Grüne werfen der Regierung Untätigkeit beim Klimaschutz vor
2019 soll das Jahr des Klimaschutz werden: Darin sind sich die meisten Fraktionen des Deutschen Bundestages einig. Wie der aktuelle Stand auf diesem Weg dahin ist, wird jedoch höchst unterschiedlich bewertet. Das wurde deutlich in einer Aktuellen Stunde auf Verlangen der Fraktion Bündnis 90/Die Grünen am Mittwoch, 5. Juni 2019.
Ministerin: Klimaschutzgesetz kommt
So sagte Bundesumweltministerin Svenja Schulze (SPD), es sei klar, dass Klimaschutz die große „Menschheitsaufgabe“ sei; dabei gebe es weder Erkenntnisprobleme noch einen Mangel an entsprechenden Verträgen. Zudem habe man in dieser Frage den „Rückhalt der Bevölkerung“ und den großer Teile der Wirtschaft. Dennoch sei schon viel erreicht worden; etwa beim Kohleausstieg, der lange als unlösbar angesehen worden sei. Deutschland werde spätestens 2038, wahrscheinlich aber früher, aus der Kohleverstromung aussteigen und bis 2022 30 Prozent des Kohlestroms vom Netz nehmen. Sie habe, so Schulze, ein Klimaschutzgesetz auf den Tisch gelegt, wesentliche Entscheidungen würden im September fallen.
Man brauche eine CO2-Bepreisung, weil man „das teuer machen“ wolle, „was wir vermeiden wollen“. Dieser Preis müsse aber fair sein, weil etwa Mieter und Pendler häufig nicht viel tun könnten, um CO2 zu sparen. Es müsse Anreize geben, auf kleinere Autos und den öffentlichen Nahverkehr umzusteigen. Weil inzwischen klar sei, dass sich „unsere Art zu leben, zu arbeiten und zu konsumieren“ verändern müsse, gebe es zum einen Ungeduld, zum anderen aber auch Ängste und Sorgen. Die nötige Transformation müsse sozial gerecht gestaltet werden.
Grüne: Regierung handelt nicht
Für Bündnis 90/Die Grünen warf Oliver Krischer, in Sachen Klimaschutz untätig zu bleiben. Seit vier Monaten liege das Ergebnis der Kohlekommission auf dem Tisch, dennoch habe die Regierung immer noch keine Position zum Kohleausstieg. Dies sei „unverantwortlich“.
Es brauche Klarheit bei diesem Thema und eine CO2-Bepreisung und klare Rahmenbedingungen für den Ausbau der erneuerbaren Energien.
CDU/CSU will Anreize statt Verbote
Für die Unionsfraktion betonte Dr. Anja Weisgerber, die Koalition werde ein Klimagesetzpaket vorlegen, das „es so noch nicht“ gegeben habe; hierfür würden Gesetze in allen Gebieten geändert. Man setze auf „Technologie, Fortschritte und Innovationen“; die Lösung seien „nicht Verbote, sondern Anreize“. Die soziale Marktwirtschaft müsse in eine ökologisch-soziale umgewandelt werden. Ein Instrument sei die CO2-Bepreisung, die für die Verbraucher „kostenneutral“ gestaltet werden müsse.

Zeilenauszüge:
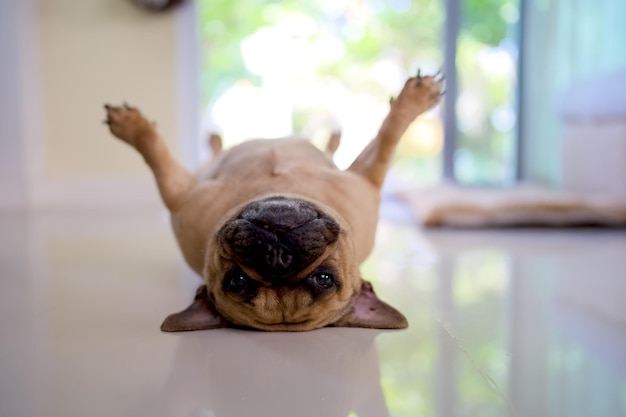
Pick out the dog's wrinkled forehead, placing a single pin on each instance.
(278, 236)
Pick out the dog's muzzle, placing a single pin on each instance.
(278, 236)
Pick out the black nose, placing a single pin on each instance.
(278, 236)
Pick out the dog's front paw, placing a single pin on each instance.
(419, 94)
(128, 124)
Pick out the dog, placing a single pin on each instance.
(276, 231)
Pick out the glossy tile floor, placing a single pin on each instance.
(502, 323)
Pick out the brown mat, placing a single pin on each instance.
(522, 205)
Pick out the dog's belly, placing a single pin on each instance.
(269, 167)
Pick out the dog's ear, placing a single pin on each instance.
(200, 315)
(370, 312)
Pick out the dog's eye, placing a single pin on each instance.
(322, 280)
(237, 282)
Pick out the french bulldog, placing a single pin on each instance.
(276, 231)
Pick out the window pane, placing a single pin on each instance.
(487, 74)
(275, 68)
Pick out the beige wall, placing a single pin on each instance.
(74, 56)
(97, 51)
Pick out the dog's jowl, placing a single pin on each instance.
(276, 231)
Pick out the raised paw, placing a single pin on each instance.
(419, 94)
(128, 124)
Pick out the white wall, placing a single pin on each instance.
(61, 61)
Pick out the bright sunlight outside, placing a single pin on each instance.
(272, 69)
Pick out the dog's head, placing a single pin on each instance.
(283, 264)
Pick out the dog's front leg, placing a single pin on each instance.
(418, 95)
(173, 180)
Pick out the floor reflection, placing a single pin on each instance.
(511, 323)
(330, 372)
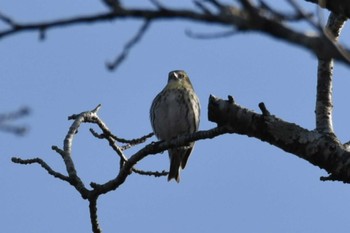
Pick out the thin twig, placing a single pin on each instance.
(43, 165)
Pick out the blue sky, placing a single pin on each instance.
(231, 183)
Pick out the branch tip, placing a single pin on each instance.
(263, 109)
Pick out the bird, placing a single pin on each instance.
(174, 112)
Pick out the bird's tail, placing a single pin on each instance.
(175, 165)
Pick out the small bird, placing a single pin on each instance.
(174, 112)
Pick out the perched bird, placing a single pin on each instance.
(174, 112)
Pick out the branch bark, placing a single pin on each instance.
(324, 99)
(243, 19)
(320, 149)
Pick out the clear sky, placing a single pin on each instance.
(231, 183)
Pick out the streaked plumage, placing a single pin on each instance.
(175, 111)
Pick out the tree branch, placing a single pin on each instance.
(242, 19)
(339, 7)
(324, 100)
(93, 214)
(322, 150)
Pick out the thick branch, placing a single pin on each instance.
(324, 100)
(340, 7)
(155, 148)
(229, 16)
(322, 150)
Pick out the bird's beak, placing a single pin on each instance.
(176, 75)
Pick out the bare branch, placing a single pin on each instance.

Zu erledigen:
1: Beantworte die folgenden Fragen zum Text zur Klimaschutzdebatte:
(a) Bis zu welchem Jahr wird Deutschland laut Svenja Schulze spätestens aus der Kohleverstromung aussteigen?
(b) Seit wie vielen Monaten liegt laut Oliver Krischer das Ergebnis der Kohlekommission auf dem Tisch?
(c) Wie muss die CO2-Bepreisung laut Anja Weisgerber für die Verbraucher gestaltet werden?
2: Knüpfe an den letzten Satz des Texts zur Klimaschutzdebatte an und schreibe ihn weiter.

Lösungen:
1:
(a) Spätestens 2038.
(b) Seit vier Monaten.
(c) Kostenneutral.

2:
Das System des Emissionshandels funktioniere, die Emissionen würden kontinuierlich sinken. Nationale Alleingänge seien jedoch nicht sinnvoll, daher müsse man auf europäischer Ebene handeln. Die Leitplanken dafür seien gesetzt: So dürfe es keine einseitige Belastungen für die Bürger geben, Arbeitsplätze dürften nicht verloren gehen und die individuelle Mobilität im ländlichen Raum müsse gewährleistet sein.
SPD will Veränderungen sozial verträglich gestalten
Der SPD-Abgeordnete Carsten Träger betonte, der Klimaschutz sei „eine zutiefst soziale Frage“.
Nicht von heute auf morgen, aber langfristig werde sich die Art zu heizen, der Konsum und die Mobilität der Bürger verändern. Wie und zu welchem Preis dies gelinge, sei entscheidend für den sozialen Zusammenhalt.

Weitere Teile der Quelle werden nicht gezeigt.